[Tasks to perform]
a. Copy the part of the quantization passage that begins at the words "According to still another aspect, the measuring" and stops after "represent different environments.".
b. For each statement below, answer yes or no according to the quantization passage, and quote the words that decide it. (i) The clipping range is adjusted only by increasing the maximum value. (ii) A scale factor and a zero point are recomputed according to the adjusted clipping range. (iii) The quantized model is trained through finetuning.

━━ Quoted passage ━━

According to an aspect, the selecting the target element may include selecting the target element for each channel or for each layer of the input quantization model.


According to another aspect, the adjusting the clipping range may include adjusting the clipping range by increasing or decreasing at least one of a minimum value and a maximum value for the selected target element.


According to still another aspect, the modifying the quantization parameter may include recomputing a scale factor and a zero point as the quantization parameter of the target element according to the adjusted clipping range.


According to still another aspect, the plurality of deep learning models are generated so that a target element or an adjusted clipping range of one of the plurality of deep learning models is different from others of the plurality of deep learning models.


According to still another aspect, the measuring the accuracy and the determining as the optimized quantization model are iteratively performed to different representative datasets generated in advance to represent different environments.


According to an example embodiment, there is provided a non-transitory computer-readable recording medium storing a program to implement the method of a computer device.


According to an example embodiment, there is provided a computer device including at least one processor configured to execute a computer-readable instruction on the computer device. The at least one processor is configured to receive an input of a quantization model, to extract at least one of a weight and an activation, and a quantization parameter of the at least one of the weight and the activation by analyzing the input quantization model, to select at least one of the weight and the activation of the input quantization model as a target element to be modified, to adjust a clipping range related to the quantization parameter of the target element, to recompute the quantization parameter of the target element based on the adjusted clipping range, and to generate an adjusted quantization model by applying the recomputed quantization parameter to the input quantization model.


According to some example embodiments, it is possible to recover a degradation in an accuracy using a quantization model generated by a compiler and a quantization parameter present in the quantization model without modifying an internal code of a deep learning compiler.


According to some example embodiments, it is possible to generate an environment-adaptive deep learning model by calibrating a quantization parameter of a quantized model that is generated by quantizing the deep learning model.


According to some example embodiments, since a quantized model is not trained through finetuning, it is possible to significantly decrease cost such as an amount of time and computing resources compared to an existing method.


Further areas of applicability will become apparent from the description provided herein. The description and specific examples in this summary are intended for purposes of illustration only and are not intended to limit the scope of the present disclosure.

━━━
━━ Extracted records ━━

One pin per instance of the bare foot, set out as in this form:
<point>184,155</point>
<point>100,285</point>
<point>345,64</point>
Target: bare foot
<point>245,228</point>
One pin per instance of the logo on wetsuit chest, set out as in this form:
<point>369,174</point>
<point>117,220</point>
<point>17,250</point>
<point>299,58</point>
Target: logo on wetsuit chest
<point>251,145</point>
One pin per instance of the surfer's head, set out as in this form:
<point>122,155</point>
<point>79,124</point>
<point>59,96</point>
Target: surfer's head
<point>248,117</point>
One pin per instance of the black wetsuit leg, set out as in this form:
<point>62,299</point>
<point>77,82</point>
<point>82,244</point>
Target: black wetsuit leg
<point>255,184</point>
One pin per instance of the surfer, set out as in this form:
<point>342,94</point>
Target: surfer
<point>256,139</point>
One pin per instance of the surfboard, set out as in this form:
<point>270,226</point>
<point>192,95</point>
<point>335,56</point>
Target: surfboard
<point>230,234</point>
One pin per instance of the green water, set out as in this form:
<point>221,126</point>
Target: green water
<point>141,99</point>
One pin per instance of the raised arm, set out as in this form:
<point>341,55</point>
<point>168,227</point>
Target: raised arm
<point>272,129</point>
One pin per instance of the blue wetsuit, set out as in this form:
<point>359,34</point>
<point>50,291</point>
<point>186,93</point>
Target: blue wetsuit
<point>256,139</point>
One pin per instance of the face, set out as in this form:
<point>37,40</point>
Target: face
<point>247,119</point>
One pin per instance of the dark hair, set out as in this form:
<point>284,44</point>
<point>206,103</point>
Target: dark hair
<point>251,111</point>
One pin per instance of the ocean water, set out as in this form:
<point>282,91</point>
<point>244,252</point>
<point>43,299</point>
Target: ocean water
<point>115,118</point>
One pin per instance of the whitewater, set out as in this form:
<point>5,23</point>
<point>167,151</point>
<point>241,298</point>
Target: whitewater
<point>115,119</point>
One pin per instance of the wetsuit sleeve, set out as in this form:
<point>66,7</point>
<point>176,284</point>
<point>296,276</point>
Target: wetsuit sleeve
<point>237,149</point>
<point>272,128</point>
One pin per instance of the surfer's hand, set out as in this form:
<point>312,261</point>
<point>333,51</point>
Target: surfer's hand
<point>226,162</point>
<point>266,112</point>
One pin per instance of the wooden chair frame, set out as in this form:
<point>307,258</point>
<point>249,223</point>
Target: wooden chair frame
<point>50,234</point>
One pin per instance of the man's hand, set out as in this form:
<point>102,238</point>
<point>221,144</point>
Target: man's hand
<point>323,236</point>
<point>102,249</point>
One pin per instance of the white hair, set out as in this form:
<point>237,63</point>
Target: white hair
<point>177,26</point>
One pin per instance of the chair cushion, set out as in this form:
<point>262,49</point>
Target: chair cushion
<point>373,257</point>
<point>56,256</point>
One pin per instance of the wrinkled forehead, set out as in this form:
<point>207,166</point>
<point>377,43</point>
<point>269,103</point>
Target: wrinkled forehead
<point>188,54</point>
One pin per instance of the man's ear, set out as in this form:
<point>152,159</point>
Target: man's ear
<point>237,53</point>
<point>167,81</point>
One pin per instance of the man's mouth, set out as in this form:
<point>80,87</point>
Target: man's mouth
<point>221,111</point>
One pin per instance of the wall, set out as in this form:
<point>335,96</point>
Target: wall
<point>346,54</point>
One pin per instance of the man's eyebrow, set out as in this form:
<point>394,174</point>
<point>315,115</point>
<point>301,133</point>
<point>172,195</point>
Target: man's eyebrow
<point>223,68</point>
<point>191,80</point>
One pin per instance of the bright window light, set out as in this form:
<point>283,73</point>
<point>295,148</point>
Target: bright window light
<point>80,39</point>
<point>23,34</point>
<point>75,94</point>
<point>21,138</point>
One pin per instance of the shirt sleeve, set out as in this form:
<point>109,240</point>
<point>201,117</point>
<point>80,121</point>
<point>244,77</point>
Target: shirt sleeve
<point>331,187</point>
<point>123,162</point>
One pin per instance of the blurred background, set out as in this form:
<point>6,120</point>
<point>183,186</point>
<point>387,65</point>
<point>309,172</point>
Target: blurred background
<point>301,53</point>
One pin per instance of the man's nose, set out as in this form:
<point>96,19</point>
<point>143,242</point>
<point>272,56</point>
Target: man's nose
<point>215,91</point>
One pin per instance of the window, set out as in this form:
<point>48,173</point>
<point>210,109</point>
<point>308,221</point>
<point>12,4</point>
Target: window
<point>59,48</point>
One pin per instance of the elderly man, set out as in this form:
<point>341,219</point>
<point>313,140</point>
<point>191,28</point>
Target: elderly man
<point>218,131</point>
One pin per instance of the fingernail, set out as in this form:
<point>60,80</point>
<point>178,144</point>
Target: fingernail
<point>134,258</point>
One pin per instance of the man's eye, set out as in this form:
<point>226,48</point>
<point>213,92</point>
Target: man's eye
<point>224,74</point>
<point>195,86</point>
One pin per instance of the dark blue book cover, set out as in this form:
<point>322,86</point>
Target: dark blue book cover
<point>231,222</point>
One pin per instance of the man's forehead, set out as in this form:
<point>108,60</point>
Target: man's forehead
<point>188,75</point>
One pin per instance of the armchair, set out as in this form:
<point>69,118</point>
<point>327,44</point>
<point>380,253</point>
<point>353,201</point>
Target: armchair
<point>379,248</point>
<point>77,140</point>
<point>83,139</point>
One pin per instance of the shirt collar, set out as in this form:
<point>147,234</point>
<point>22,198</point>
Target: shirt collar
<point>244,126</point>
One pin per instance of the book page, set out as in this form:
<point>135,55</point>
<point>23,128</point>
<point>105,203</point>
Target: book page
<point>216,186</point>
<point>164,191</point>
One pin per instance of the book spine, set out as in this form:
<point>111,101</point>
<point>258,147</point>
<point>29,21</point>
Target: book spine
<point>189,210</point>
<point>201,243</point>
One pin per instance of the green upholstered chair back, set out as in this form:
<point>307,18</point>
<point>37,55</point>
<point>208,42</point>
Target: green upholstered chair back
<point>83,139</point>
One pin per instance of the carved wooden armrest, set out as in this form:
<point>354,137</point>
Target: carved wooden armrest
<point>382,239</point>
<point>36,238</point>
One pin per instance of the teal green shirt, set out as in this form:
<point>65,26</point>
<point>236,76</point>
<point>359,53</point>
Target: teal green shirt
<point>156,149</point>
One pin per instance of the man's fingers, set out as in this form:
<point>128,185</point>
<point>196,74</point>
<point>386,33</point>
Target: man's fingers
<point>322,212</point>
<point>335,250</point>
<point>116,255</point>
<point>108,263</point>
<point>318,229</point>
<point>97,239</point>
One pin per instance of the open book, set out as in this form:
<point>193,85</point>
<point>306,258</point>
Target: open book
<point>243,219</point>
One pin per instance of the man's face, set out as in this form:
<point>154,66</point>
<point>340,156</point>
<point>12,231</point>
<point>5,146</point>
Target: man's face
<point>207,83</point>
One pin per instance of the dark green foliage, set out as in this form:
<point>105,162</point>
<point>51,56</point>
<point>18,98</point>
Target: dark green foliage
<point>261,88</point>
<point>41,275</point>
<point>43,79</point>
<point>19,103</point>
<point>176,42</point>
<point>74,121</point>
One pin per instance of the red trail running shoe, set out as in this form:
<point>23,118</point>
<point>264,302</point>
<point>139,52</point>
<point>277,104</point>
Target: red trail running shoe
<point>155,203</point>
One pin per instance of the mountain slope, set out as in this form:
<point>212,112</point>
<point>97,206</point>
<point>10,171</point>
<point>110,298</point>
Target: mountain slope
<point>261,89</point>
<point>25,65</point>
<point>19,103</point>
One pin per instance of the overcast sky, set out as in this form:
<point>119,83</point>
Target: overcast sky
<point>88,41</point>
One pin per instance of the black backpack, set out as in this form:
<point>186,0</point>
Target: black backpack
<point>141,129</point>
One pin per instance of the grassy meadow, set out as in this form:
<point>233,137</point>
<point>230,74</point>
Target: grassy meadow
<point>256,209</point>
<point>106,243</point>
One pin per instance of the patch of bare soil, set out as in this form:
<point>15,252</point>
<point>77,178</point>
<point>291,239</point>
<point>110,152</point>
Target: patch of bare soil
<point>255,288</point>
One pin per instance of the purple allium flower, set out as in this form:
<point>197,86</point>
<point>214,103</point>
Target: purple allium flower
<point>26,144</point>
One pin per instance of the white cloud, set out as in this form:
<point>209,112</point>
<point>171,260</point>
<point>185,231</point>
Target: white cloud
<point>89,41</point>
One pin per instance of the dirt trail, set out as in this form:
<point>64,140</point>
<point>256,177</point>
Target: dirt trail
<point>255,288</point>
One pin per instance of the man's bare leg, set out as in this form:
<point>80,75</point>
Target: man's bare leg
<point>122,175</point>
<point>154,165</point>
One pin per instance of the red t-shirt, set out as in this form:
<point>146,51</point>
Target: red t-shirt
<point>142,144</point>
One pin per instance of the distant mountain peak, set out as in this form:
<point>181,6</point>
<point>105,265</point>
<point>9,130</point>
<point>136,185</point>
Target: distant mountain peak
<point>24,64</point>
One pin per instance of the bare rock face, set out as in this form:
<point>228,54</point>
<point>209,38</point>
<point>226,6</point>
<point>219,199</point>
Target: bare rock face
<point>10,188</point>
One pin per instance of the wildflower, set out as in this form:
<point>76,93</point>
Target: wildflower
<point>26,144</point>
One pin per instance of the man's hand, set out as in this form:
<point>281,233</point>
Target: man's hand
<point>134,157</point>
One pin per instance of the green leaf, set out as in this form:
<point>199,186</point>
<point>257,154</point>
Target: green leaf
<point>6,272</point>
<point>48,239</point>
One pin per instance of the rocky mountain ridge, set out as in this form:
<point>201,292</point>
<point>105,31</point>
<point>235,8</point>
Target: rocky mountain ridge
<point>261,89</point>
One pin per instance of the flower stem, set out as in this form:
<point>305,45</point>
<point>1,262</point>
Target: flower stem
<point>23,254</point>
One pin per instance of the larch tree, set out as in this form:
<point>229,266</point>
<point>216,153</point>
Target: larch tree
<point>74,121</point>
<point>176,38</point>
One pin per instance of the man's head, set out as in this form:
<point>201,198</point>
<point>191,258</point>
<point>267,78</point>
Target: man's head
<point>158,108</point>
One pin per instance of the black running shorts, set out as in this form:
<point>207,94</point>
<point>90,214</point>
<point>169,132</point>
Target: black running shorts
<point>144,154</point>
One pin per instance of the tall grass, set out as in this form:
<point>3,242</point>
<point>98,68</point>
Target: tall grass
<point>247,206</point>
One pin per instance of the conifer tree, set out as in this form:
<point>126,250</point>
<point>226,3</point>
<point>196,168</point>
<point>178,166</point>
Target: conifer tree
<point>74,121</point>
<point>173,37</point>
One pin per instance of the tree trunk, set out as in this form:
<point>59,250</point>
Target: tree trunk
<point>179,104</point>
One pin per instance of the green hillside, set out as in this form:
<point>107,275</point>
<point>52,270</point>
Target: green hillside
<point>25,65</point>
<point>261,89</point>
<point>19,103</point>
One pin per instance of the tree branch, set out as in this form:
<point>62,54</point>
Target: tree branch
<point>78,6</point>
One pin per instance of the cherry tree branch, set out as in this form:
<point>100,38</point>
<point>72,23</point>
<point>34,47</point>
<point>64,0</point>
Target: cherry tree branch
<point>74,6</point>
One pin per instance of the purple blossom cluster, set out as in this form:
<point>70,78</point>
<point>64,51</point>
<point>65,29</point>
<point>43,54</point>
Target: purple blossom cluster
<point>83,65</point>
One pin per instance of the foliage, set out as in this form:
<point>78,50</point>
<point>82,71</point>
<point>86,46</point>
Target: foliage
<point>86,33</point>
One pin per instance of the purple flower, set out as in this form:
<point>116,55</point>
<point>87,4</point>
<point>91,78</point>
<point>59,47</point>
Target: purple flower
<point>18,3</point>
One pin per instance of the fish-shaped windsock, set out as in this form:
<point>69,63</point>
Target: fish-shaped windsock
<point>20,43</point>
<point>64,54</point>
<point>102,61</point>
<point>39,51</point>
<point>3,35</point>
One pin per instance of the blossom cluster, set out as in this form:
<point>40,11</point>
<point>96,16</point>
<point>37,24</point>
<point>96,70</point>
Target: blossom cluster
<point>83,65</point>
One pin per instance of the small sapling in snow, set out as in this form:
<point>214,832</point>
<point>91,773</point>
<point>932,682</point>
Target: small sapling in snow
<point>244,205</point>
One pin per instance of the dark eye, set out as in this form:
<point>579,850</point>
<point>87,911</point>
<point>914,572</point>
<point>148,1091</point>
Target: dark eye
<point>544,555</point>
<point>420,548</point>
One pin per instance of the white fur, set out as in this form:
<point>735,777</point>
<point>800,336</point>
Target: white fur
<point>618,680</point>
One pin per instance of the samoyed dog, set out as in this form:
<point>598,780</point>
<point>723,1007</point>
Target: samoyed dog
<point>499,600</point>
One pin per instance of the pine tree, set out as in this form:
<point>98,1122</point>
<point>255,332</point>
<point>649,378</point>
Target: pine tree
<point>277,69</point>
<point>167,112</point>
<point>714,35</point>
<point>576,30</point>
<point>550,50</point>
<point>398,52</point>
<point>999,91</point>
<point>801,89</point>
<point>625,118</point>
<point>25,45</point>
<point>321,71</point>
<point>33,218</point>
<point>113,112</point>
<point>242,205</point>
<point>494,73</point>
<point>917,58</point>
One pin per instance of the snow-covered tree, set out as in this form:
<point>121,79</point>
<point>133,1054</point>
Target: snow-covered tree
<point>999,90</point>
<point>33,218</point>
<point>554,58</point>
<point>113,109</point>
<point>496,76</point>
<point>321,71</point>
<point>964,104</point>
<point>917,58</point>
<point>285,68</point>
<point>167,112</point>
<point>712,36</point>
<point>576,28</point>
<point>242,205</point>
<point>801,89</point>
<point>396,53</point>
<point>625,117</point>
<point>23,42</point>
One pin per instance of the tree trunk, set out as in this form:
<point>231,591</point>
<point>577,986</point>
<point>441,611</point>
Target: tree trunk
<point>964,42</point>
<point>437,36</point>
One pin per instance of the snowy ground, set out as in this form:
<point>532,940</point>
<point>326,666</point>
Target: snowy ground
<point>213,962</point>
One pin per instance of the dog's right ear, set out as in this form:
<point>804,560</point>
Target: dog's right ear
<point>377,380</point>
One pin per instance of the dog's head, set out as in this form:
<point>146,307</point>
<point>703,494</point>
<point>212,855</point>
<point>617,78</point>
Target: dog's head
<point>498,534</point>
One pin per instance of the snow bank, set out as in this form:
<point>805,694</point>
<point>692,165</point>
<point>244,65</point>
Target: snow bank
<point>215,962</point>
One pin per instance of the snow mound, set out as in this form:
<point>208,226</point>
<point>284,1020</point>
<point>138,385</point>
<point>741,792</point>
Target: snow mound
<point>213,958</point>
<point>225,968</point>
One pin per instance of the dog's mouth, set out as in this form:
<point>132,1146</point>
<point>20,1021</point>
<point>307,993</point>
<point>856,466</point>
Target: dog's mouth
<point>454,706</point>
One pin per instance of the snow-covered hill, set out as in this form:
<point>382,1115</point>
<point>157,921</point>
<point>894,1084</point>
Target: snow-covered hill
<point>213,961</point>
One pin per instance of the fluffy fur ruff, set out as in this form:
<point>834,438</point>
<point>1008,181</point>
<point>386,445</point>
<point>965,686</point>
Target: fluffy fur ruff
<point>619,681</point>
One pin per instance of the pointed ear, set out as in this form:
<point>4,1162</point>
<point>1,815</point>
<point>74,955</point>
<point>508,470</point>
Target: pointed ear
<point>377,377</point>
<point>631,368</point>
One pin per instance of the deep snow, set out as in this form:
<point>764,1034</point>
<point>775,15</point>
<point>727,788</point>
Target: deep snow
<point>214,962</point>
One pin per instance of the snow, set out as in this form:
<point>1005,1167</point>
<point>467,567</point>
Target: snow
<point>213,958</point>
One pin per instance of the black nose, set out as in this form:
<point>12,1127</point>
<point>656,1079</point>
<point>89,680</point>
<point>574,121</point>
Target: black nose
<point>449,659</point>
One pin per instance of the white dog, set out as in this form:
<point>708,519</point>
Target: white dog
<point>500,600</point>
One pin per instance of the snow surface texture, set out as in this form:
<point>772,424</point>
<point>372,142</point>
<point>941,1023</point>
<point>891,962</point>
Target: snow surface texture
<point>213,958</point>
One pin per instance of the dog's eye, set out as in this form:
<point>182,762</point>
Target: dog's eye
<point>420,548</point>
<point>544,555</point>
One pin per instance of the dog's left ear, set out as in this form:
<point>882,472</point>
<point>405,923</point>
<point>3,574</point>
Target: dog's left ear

━━━

[Results in order]
a.
According to still another aspect, the measuring the accuracy and the determining as the optimized quantization model are iteratively performed to different representative datasets generated in advance to represent different environments.

b.
(i) No: "increasing or decreasing at least one of a minimum value and a maximum value for the selected target element"
(ii) Yes: "recomputing a scale factor and a zero point as the quantization parameter of the target element according to the adjusted clipping range"
(iii) No: "since a quantized model is not trained through finetuning"